─── 原文摘录
Lintcode: Sort Colors II

Given an array of n objects with k different colors (numbered from 1 to k), sort them so that objects of the same color are adjacent, with the colors in the order 1, 2, ... k.

Note
You are not suppose to use the library's sort function for this problem.

Example
GIven colors=[3, 2, 2, 1, 4], k=4, your code should sort colors in-place to [1, 2, 2, 3, 4]. 

Challenge
A rather straight forward solution is a two-pass algorithm using counting sort. That will cost O(k) extra memory.

Can you do it without using extra memory?

先写了个O(kN)时间复杂度，O（1）空间复杂度的， 这个算法适合颜色数比较少的情况（k is constant）

 class Solution {
     /**
      * @param colors: A list of integer
      * @param k: An integer
      * @return: nothing
      */
     public void sortColors2(int[] colors, int k) {
         // write your code here
         if (colors==null || colors.length==0 || k<=1) return;
         int l=0, r=colors.length-1;
         int cnt = 1;
         for (; cnt<k; cnt++) {
             while (true) {
                 while (l<r && colors[l]==cnt) {
                     l++;
                 }
                 while (l<r && colors[r]!=cnt) {
                     r--;
                 }
                 if (l == r) break;
                 swap(colors, l, r);
             }
             r = colors.length-1;
             if (l == r) break;
         }
     }

     public void swap(int[] colors, int l, int r) {
         int temp = colors[l];
         colors[l] = colors[r];
         colors[r] = temp;
     }
 }

K->N的话，上面时间复杂度就大了，所以干脆用Quick Sort

 class Solution {
     /**
      * @param colors: A list of integer
      * @param k: An integer
      * @return: nothing
      */
     public void sortColors2(int[] colors, int k) {
         // write your code here
         if (colors==null || colors.length==0 || k<=1) return;
         quickSort(colors, 0, colors.length-1);
     }

     public void quickSort(int[] colors, int l, int r) {
         if (l >= r) return;
         int pivot = r;
         int pos = partition(colors, l, r, pivot);
         quickSort(colors, l, pos-1);
         quickSort(colors, pos+1, r);
     }

     public int partition(int[] colors, int start, int end, int pivot) {
         int l=start, r=end;
         while (true) {
             while (l<r && colors[l]<colors[pivot]) {
                 l++;
             }
             while (l<r && colors[r]>=colors[pivot]) {
                 r--;
             }
             if (l == r) break;
             swap(colors, l, r);
         }
         swap(colors, l, end);
         return l;
     }

     public void swap(int[] colors, int l, int r) {
         int temp = colors[l];
         colors[l] = colors[r];
         colors[r] = temp;
     }
 }

有人给出了O（N）的解法(better solution)

inplace，并且O(N)时间复杂度的算法。
──────
─── 所示信息
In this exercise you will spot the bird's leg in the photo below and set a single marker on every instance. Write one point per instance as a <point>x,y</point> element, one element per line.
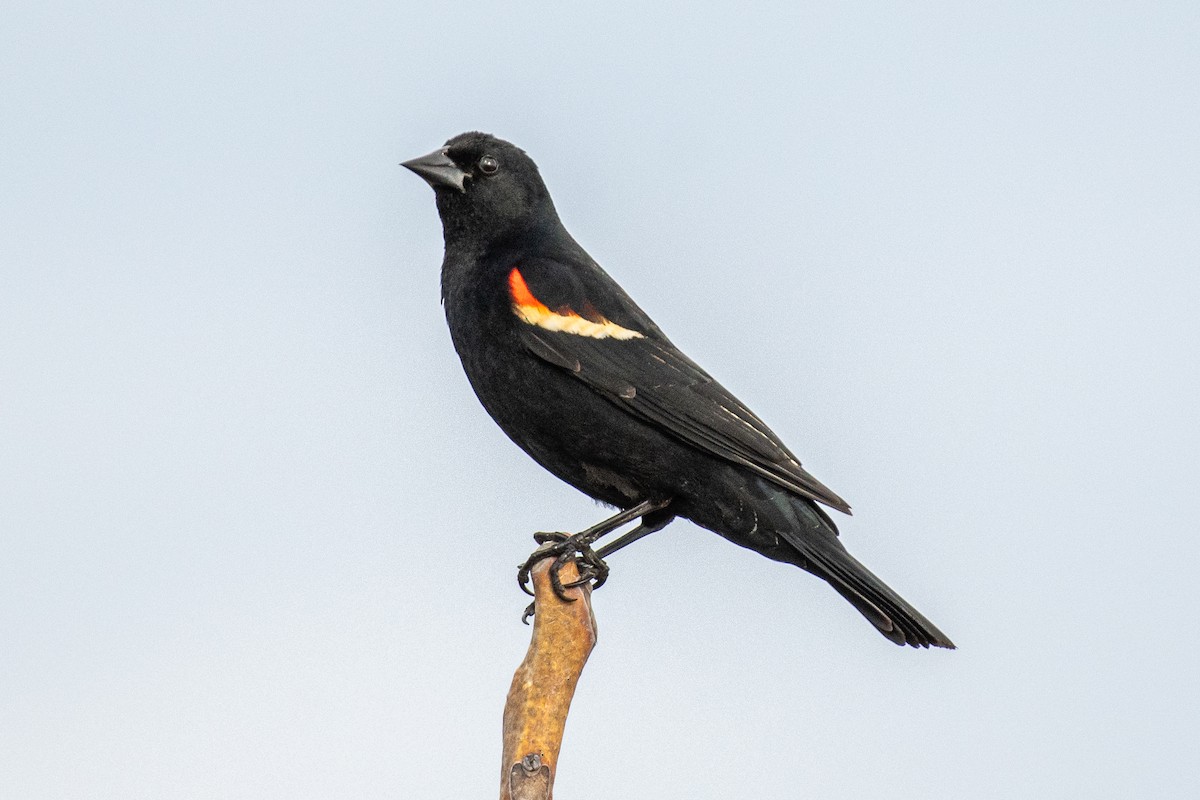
──────
**练习要求**
1. 判断下列说法是否符合关于 Sort Colors II 的原文摘录，每项答"是"或"否"，并原样引用原文中起决定作用的语句：(a) 题目允许使用库自带的排序函数；(b) 第一种解法的空间复杂度为 O(1)；(c) 使用计数排序的两遍算法不需要额外内存。
2. 续写关于 Sort Colors II 的原文摘录，从其最后一句之后接着往下写。
上面的数据行与本练习无关。

**参考答案**
1.
(a) 否。"You are not suppose to use the library's sort function for this problem."
(b) 是。"先写了个O(kN)时间复杂度，O（1）空间复杂度的"
(c) 否。"That will cost O(k) extra memory."

2.
O(n): use the array itself as space to store counts. We use A[k-1] to store the count of color k. We use negtive number to store count, in order to be distnct with the color value. This method ASSUMES that every color between 1 and k will appear.

At position i, if A[i] is positive, we check the value of A[A[i]-1], if it is a positive number, i.e., not counted yet, we then put A[A[i]-1] to A[i], and set A[A[i]-1] as -1 to indicate that there is one of this color.

If A[A[i]-1] is a negtive or zero value, we then simply decrease it by one and set A[i] as 0 to indicate that this position is couted already.

At position i, we repeat this procedure until A[i] becomes 0 or negtive, we then move to i+1.

At counting, we draw colors into array.

3 2 2 1 4

2 2 -1 1 4

2 -1 -1 1 4

0 -2 -1 1 4

-1 -2 -1 0 4

-1 -2 -1 -1 0

 class Solution {
     /**
      * @param colors: A list of integer
      * @param k: An integer
      * @return: nothing
      */
    public void sortColors2(int[] colors, int k) {
         //The method assumes that every color much appear in the array.
         int len = colors.length;
         if (len<k) return;

         //count the number of each color.
         for (int i=0;i<len;i++){
             while (colors[i]>0){
                 int key = colors[i]-1;
                 if (colors[key]<=0){
                     colors[key]--;
                     colors[i]=0;
                 }
                 else {
                     colors[i] = colors[key];
                     colors[key] = -1;
                 }
             }
         }

         //draw colors.
         int index = len - 1;
         for (int i = k - 1; i >= 0; i--) {
             int cnt = -colors[i];

             // Empty number.
             if (cnt == 0) {
                 continue;
             }

             while (cnt > 0) {
                 colors[index--] = i + 1;
                 cnt--;
             }
         }
    }
 }

若k事先不知道，一样的，就是开始维护一个counter, 在过程中算一下。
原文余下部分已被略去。